Return every one of the records below line for line, unchanged, leaving out the pictures.

# TASK MATERIAL
Begin
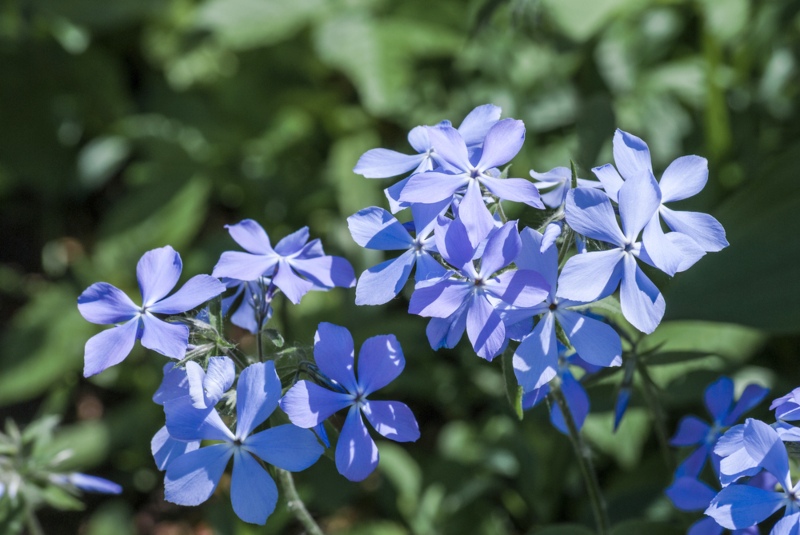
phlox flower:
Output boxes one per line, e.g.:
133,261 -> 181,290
78,245 -> 225,377
592,129 -> 728,276
513,228 -> 622,392
408,219 -> 549,360
670,377 -> 769,477
164,361 -> 324,524
556,177 -> 666,334
347,206 -> 445,305
400,119 -> 544,247
281,323 -> 419,481
212,219 -> 356,304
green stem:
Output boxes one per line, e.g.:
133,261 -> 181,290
552,388 -> 611,535
276,468 -> 325,535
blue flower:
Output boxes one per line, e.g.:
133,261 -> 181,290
281,323 -> 419,481
513,228 -> 622,392
347,206 -> 446,305
706,418 -> 800,535
400,119 -> 544,247
592,129 -> 728,276
408,218 -> 549,360
556,180 -> 666,334
212,219 -> 356,304
78,246 -> 225,377
164,362 -> 324,524
670,377 -> 769,476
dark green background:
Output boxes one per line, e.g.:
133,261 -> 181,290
0,0 -> 800,535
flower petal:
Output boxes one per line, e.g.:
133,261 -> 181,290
347,206 -> 414,251
336,406 -> 378,481
164,444 -> 233,505
244,424 -> 325,472
236,361 -> 281,440
83,318 -> 139,377
225,219 -> 273,255
231,448 -> 278,526
280,380 -> 353,429
353,149 -> 426,178
476,119 -> 524,170
566,188 -> 626,246
705,485 -> 784,529
658,156 -> 708,202
556,309 -> 622,366
467,294 -> 506,360
620,253 -> 666,334
78,282 -> 139,325
512,313 -> 558,392
556,249 -> 626,303
612,128 -> 653,181
148,275 -> 225,314
660,206 -> 729,252
362,401 -> 419,442
358,334 -> 406,395
356,250 -> 416,305
142,312 -> 189,359
314,322 -> 356,392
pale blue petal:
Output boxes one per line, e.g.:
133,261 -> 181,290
556,309 -> 622,366
512,313 -> 558,392
361,401 -> 419,442
458,104 -> 501,145
236,360 -> 281,440
78,282 -> 139,325
658,156 -> 708,202
142,313 -> 189,359
614,128 -> 653,181
705,485 -> 784,529
566,188 -> 626,247
347,206 -> 414,251
231,449 -> 278,526
556,249 -> 624,303
620,253 -> 666,334
619,173 -> 661,243
150,425 -> 200,471
164,444 -> 233,505
225,219 -> 273,255
336,406 -> 378,481
314,322 -> 356,392
357,334 -> 406,396
467,295 -> 506,360
669,416 -> 711,446
136,245 -> 183,307
280,380 -> 353,429
478,176 -> 544,209
356,254 -> 419,305
660,206 -> 728,252
353,149 -> 426,178
666,477 -> 717,511
476,119 -> 538,171
244,424 -> 325,472
83,318 -> 139,377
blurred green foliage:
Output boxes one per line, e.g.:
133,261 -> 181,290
0,0 -> 800,535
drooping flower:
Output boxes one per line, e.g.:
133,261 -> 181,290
164,361 -> 324,524
212,219 -> 356,304
78,245 -> 225,377
592,129 -> 728,276
400,119 -> 544,247
670,377 -> 769,477
347,206 -> 446,305
513,228 -> 622,392
408,218 -> 549,360
556,177 -> 666,334
281,323 -> 419,481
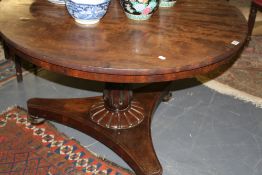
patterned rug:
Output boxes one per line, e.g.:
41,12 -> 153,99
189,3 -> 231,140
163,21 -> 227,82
0,107 -> 132,175
198,36 -> 262,107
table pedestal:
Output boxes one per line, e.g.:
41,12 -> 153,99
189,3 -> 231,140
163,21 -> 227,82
27,83 -> 170,175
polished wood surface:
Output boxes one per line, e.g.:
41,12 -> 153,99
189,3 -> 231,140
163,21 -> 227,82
0,0 -> 247,83
0,0 -> 247,175
27,83 -> 169,175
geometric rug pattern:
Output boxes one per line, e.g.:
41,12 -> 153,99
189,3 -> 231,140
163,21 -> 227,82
0,107 -> 133,175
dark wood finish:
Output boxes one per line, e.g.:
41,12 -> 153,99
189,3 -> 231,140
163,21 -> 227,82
14,55 -> 23,82
0,0 -> 247,175
248,0 -> 262,40
89,83 -> 145,129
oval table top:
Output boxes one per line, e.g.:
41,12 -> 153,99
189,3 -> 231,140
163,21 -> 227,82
0,0 -> 247,83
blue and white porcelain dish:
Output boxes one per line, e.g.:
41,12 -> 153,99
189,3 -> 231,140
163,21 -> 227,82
65,0 -> 110,25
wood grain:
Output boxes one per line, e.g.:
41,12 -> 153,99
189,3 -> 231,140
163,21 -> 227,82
0,0 -> 247,83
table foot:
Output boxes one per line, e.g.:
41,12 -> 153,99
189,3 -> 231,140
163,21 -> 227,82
27,83 -> 170,175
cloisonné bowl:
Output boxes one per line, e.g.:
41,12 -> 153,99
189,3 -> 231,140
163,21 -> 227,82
65,0 -> 110,25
End
# TASK OUTPUT
phlox flower:
Output boxes one per line, e.g.:
133,261 -> 181,290
78,245 -> 225,377
592,129 -> 728,276
513,228 -> 622,392
408,219 -> 549,360
670,377 -> 769,477
164,361 -> 324,524
556,177 -> 666,334
347,206 -> 445,305
400,119 -> 544,247
281,323 -> 419,481
212,219 -> 356,304
green stem:
Output boxes one per line, e.g.:
133,261 -> 181,290
552,388 -> 611,535
276,468 -> 325,535
blue flower:
Output boxes one per line, e.g.:
133,261 -> 181,290
281,323 -> 419,481
513,228 -> 622,392
347,206 -> 446,305
706,418 -> 800,535
400,119 -> 544,247
592,129 -> 728,276
408,218 -> 549,360
556,180 -> 666,334
212,219 -> 356,304
78,246 -> 225,377
164,362 -> 324,524
670,377 -> 769,476
dark green background:
Output boxes one per line, e.g.:
133,261 -> 181,290
0,0 -> 800,535
flower petal:
Output boxes one per line, e.g.:
133,261 -> 181,290
347,206 -> 414,251
336,406 -> 378,481
164,444 -> 233,505
244,424 -> 325,472
236,361 -> 281,440
83,318 -> 139,377
225,219 -> 273,255
231,448 -> 278,526
280,380 -> 353,429
353,149 -> 426,178
476,119 -> 524,170
566,188 -> 626,246
705,485 -> 784,529
658,156 -> 708,202
556,309 -> 622,366
467,294 -> 506,360
620,253 -> 666,334
78,282 -> 139,325
512,313 -> 558,392
556,249 -> 626,303
612,128 -> 653,181
148,275 -> 225,314
660,206 -> 729,252
362,401 -> 419,442
358,334 -> 406,395
356,250 -> 416,305
142,312 -> 189,359
314,322 -> 356,392
pale blue petal:
Output boxes one per line, e.g.:
133,261 -> 181,290
556,309 -> 622,366
512,313 -> 558,392
361,401 -> 419,442
458,104 -> 501,145
236,360 -> 281,440
78,282 -> 139,325
658,156 -> 708,202
142,313 -> 189,359
614,128 -> 653,181
705,485 -> 784,529
566,188 -> 626,247
347,206 -> 414,251
231,449 -> 278,526
556,249 -> 624,303
620,253 -> 666,334
619,173 -> 661,243
150,425 -> 200,471
164,444 -> 233,505
225,219 -> 273,255
336,406 -> 378,481
314,322 -> 356,392
357,334 -> 406,396
467,295 -> 506,360
669,416 -> 711,446
136,245 -> 183,307
280,380 -> 353,429
478,176 -> 544,209
356,254 -> 419,305
660,206 -> 728,252
353,149 -> 426,178
666,477 -> 717,511
476,119 -> 538,171
244,424 -> 325,472
83,318 -> 139,377
blurred green foliage:
Output boxes one per line, e.g.:
133,261 -> 181,290
0,0 -> 800,535
drooping flower:
Output boxes one per line, e.g.:
133,261 -> 181,290
164,361 -> 324,524
212,219 -> 356,304
78,245 -> 225,377
592,129 -> 728,276
400,119 -> 544,247
670,377 -> 769,477
347,206 -> 446,305
513,228 -> 622,392
408,218 -> 549,360
556,177 -> 666,334
281,323 -> 419,481
patterned rug:
Output boxes one per line, e.g.:
41,12 -> 153,99
189,3 -> 231,140
163,21 -> 227,82
0,107 -> 132,175
198,36 -> 262,107
table pedestal:
Output boxes one per line, e.g.:
41,12 -> 153,99
189,3 -> 231,140
163,21 -> 227,82
27,83 -> 170,175
polished wood surface:
Output boxes one per line, e.g.:
41,12 -> 153,99
189,3 -> 231,140
163,21 -> 227,82
0,0 -> 247,83
0,0 -> 247,175
27,83 -> 169,175
geometric rug pattern:
Output boxes one per line, e.g.:
41,12 -> 153,99
189,3 -> 231,140
163,21 -> 227,82
0,107 -> 133,175
dark wood finish:
Output boxes one per line, e.g.:
41,12 -> 153,99
189,3 -> 231,140
163,21 -> 227,82
14,55 -> 23,82
0,0 -> 247,175
248,0 -> 262,40
89,83 -> 145,129
oval table top:
Output boxes one per line, e.g.:
41,12 -> 153,99
189,3 -> 231,140
163,21 -> 227,82
0,0 -> 247,83
blue and white porcelain dish:
Output boxes one per line, e.g.:
41,12 -> 153,99
189,3 -> 231,140
163,21 -> 227,82
65,0 -> 110,25
wood grain:
Output boxes one per line, e.g.:
41,12 -> 153,99
189,3 -> 231,140
163,21 -> 227,82
0,0 -> 247,83
table foot:
Output boxes one per line, e.g.:
41,12 -> 153,99
189,3 -> 231,140
163,21 -> 227,82
27,83 -> 170,175
cloisonné bowl:
Output boxes one per line, e.g.:
41,12 -> 153,99
189,3 -> 231,140
163,21 -> 227,82
65,0 -> 110,25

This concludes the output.